EXERCISE A:
Answer these questions from the book excerpt below:
(i) Which Bible verse is quoted at the start of the chapter?
(ii) What was the husband always fussing about?
(iii) What way out did the husband see?
### SUPPLIED PASSAGE
Excerpt from "Winning Him Without A Word- Learning to Love and Live with an Unbelieving Husband." Stephane Singletary
Chapter 10- One
Mind
“Finally,
all of you be of one mind, having compassion for one another; love as brothers,
be tenderhearted, be courteous,” 1 Peter 3:8
My husband and I were struggling in
our marriage. I was struggling with his lack of faith and he was struggling
with my faith. There was constant tension in our home. He was always fussing at
me about our household finances. He saw the glass half empty; I saw the glass
half full. I believed that God could move mountains and provide all our needs,
he saw only the low balances in our checking account and the numerous bills
that came each month. He saw no way out except through hard work and cutting
expenses. This created a constant battle in our marriage.
######
EXERCISE B:
Count how many lines of the entries below contain the string "spot", matching case, and give only that number.
### GIVEN INFORMATION
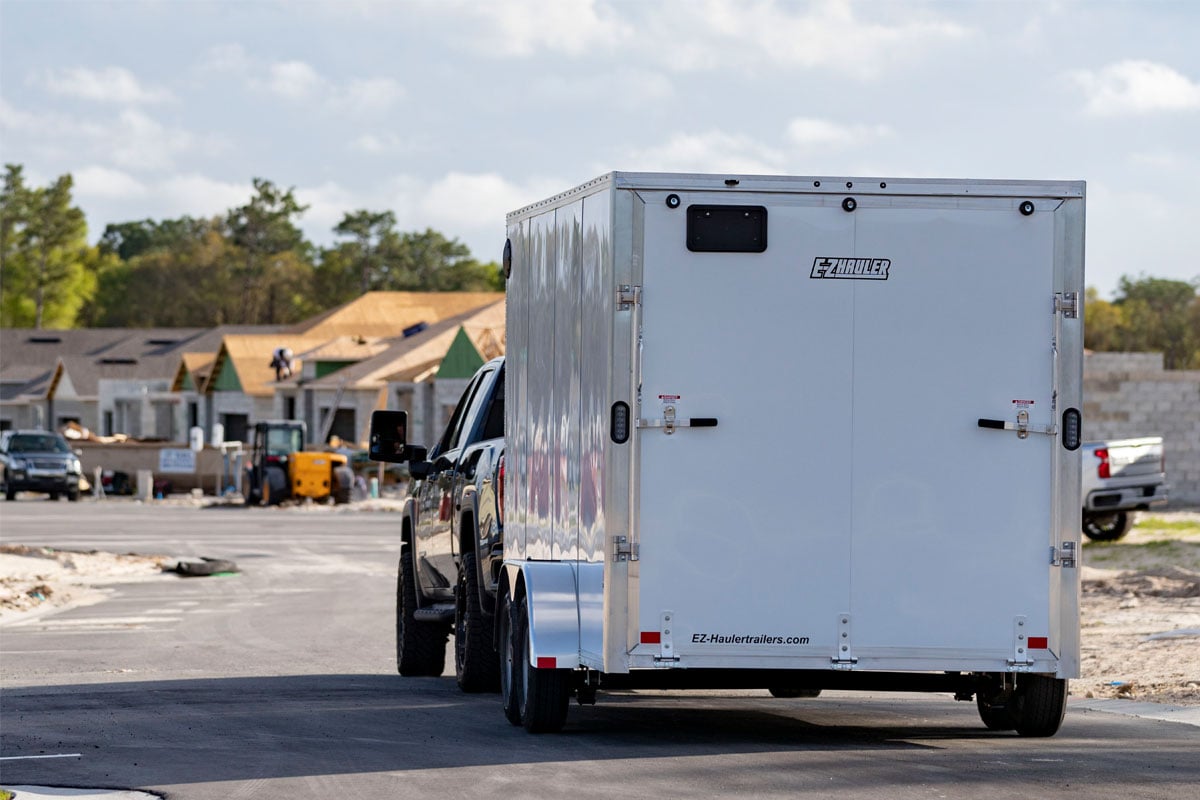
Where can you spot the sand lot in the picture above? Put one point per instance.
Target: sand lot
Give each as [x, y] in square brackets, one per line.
[1140, 602]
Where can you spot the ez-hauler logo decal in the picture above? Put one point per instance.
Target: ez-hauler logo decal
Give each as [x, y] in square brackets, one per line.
[855, 269]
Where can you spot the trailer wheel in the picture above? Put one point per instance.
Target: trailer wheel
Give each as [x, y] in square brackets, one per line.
[420, 647]
[996, 711]
[1107, 527]
[1039, 705]
[343, 481]
[475, 661]
[545, 693]
[510, 687]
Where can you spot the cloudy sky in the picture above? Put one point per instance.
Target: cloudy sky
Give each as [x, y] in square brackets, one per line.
[451, 113]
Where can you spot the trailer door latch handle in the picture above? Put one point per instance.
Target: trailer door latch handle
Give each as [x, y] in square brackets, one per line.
[1023, 426]
[670, 421]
######
TASK OUTPUT A:
(i) 1 Peter 3:8
(ii) The household finances
(iii) Hard work and cutting expenses

TASK OUTPUT B:
5